+++ Dataset entries

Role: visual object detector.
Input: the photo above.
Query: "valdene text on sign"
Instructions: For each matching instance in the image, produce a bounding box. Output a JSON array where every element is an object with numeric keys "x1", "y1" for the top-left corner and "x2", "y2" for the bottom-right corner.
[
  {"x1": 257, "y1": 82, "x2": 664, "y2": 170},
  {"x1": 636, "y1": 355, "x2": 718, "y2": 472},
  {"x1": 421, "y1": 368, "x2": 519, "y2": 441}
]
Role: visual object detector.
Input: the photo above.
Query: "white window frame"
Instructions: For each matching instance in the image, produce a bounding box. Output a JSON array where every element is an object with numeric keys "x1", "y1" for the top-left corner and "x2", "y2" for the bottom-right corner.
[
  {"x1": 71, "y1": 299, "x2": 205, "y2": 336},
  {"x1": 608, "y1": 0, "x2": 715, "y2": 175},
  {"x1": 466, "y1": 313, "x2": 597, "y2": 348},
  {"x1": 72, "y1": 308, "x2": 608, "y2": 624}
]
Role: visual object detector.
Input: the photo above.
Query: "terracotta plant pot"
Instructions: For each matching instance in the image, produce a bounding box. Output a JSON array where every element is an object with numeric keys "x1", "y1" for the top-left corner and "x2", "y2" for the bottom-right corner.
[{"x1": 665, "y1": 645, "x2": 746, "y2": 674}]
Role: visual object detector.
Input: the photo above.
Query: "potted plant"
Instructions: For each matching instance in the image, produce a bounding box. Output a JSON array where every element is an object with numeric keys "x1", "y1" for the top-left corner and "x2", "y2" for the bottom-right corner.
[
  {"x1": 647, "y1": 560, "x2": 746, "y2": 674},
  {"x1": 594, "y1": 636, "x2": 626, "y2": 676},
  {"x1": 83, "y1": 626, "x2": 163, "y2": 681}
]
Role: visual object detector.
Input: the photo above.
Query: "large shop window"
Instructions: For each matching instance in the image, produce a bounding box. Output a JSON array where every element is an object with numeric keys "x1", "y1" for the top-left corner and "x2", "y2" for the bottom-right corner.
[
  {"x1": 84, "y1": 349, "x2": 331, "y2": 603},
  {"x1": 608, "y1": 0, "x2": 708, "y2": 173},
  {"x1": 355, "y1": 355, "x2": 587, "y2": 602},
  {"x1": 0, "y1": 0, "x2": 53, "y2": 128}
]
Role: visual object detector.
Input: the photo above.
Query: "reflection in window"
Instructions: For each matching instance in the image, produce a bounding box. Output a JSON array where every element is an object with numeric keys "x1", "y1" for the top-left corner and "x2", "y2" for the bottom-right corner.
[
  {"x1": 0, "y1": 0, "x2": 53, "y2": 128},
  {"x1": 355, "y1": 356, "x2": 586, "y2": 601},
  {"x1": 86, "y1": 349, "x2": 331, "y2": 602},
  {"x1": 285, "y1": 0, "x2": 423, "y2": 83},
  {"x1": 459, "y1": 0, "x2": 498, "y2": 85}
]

++++++

Your goal: Gather every line from the records above that contains the word "plant", copying each such line in full.

Written reply:
Query: "terracotta plant pot"
Query: "potted plant"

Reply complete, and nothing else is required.